# TASK INSTRUCTIONS
a - In the article on Iran's Fordow enrichment plant, how many centrifuges does the IAEA say are installed there but not yet operational?
b - Duplicate the passage of the article on Iran's Fordow enrichment plant between "But IAEA inspectors" and "connection.", inclusive.
c - For each statement below, decide whether the article on Iran's Fordow enrichment plant supports it. Answer yes or no, and quote the words from the article that decide it.
(i) Fordow was built in secret starting in 2006.
(ii) The IAEA report released on Aug 30 describes damage to the centrifuges at Fordow.
(iii) A single power surge at Natanz destroyed 50 centrifuges.

# READING TEXT
Five Iranian nuclear scientists are known to have been assassinated since
2007. Mr Abbasi was himself wounded when a motorcyclist attached a bomb to
his car in Tehran in November 2010, on the same day as another scientist was
killed by this method.
The Fordow enrichment plant, buried beneath about 260ft of rock and earth, was
built in secret from 2006 onwards. But Western intelligence discovered its
construction, allowing President Barack Obama to reveal the installation’s
existence in 2009. Fordow is Iran’s most valuable plant because its location
in a hollowed out mountainside could render it immune to air attack.
The IAEA says that 696 centrifuges are being used to enrich uranium inside
Fordow, with another 1,444 installed but not yet operational. If these
machines lost their power supply, they would be severely damaged, said Mark
Fitzpatrick, the head of non-proliferation at the International Institute
for Strategic Studies.
“If there was no power source to keep them spinning, and if they stopped,
as they slowed down they would crash,” he said.
But IAEA inspectors visited Fordow the day after the incident, on Aug 18.
Their report on Iran’s nuclear programme, released on Aug 30, does not
mention any damage to the centrifuges.
This suggests that Fordow must have a backup electricity system. It would, in
any case, be an extraordinary oversight for an installation of this
sensitivity to lack an independent power supply and rely on a normal grid
connection.
The development of Fordow may not be progressing as rapidly as Iran might have
hoped. While the total number of centrifuges installed in the plant has
tripled since February, the number of operational machines has remained
constant for the last seven months at 696.
Mr Fitzpatrick noted that the electricity supply for Iran’s other enrichment
plant at Natanz had been singled out for sabotage, with one power surge
destroying 50 centrifuges. It was “entirely conceivable” that
Fordow could be encountering the same attention, he said.
The CIA is understood to have begun a sabotage campaign, code-named “Olympic
Games”, under the Bush administration. The most successful intervention
was the Stuxnet computer virus, which makes centrifuges spin out of control
and tear themselves to pieces. This was infiltrated into Natanz in 2009 and
briefly forced all enrichment to be halted for emergency repairs. This virus
alone probably delayed Iran’s nuclear ambitions by up to a year.

# SUPPLIED DATA
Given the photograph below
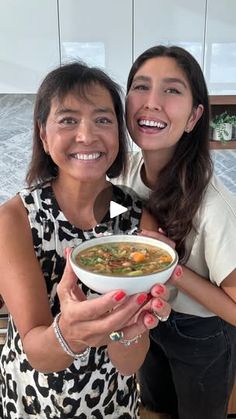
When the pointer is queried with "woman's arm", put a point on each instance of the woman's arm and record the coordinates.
(83, 322)
(219, 300)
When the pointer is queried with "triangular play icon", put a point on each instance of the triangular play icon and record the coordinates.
(116, 209)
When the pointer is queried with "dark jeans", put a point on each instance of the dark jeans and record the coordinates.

# YOUR WRITTEN ANSWERS
a - 1,444

b -
But IAEA inspectors visited Fordow the day after the incident, on Aug 18.
Their report on Iran’s nuclear programme, released on Aug 30, does not
mention any damage to the centrifuges.
This suggests that Fordow must have a backup electricity system. It would, in
any case, be an extraordinary oversight for an installation of this
sensitivity to lack an independent power supply and rely on a normal grid
connection.

c -
(i) Yes: "built in secret from 2006 onwards"
(ii) No: "does not mention any damage to the centrifuges"
(iii) Yes: "with one power surge destroying 50 centrifuges"